Assigned task –
Please give the amount of punitive damages that the twenty tenants sought in their lawsuit, according to the news report below on the Brooklyn tenant investigation.

Passage shown –
********************
(CNN) New York Governor Andrew Cuomo is launching an investigation to determine if White House senior adviser Jared Kushner's family real estate company harassed tenants at a Brooklyn waterfront property so that they would leave their rent-stabilized apartments, officials said on Monday.
The announcement by the Democratic governor comes after tenants at the Austin Nichols House on Kent Avenue in Williamsburg filed a lawsuit and said the company started major construction that released dangerous toxins in the air. They charge that the building was unlivable for tenants, with excessive noise and vermin running rampant, officials said.
"Governor Cuomo has zero tolerance for tenant abuse of any kind and we will aggressively take on landlords who try to intimidate people out of their homes," said New York State Homes and Community Renewal Commissioner RuthAnne Visnauskas.
Twenty current and former tenants of the property filed a lawsuit Monday seeking $10 million in punitive damages plus whatever a jury decides for compensatory damages.
"To circumvent New York City rent regulation laws it appears Kushner Companies commenced a deliberate campaign to systemically harass tenants out of their apartments using illegal and hazardous construction practices," said Aaron Carr, head of the nonprofit watchdog Housing Rights Initiative that was separately investigating the matter.
Construction at the location began in April of 2016.
Tenants reached out to Housing Rights Initiative about the Kushner Companies construction around June of 2017, Carr said. They conducted their own data analysis and determined that there was widespread lead, lung carcinogens and other poisonous cancer-causing materials, Carr said.
Then in April of 2018, attorney Jack Lester started working with tenants in hopes of filing the lawsuit. Lester said the cancerous particles were still present in the building, and in some apartments, more than a year after construction stopped.
********************
Given information –
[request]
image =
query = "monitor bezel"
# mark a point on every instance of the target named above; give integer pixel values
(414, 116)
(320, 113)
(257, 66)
********************
Solution to the exercise –
$10 million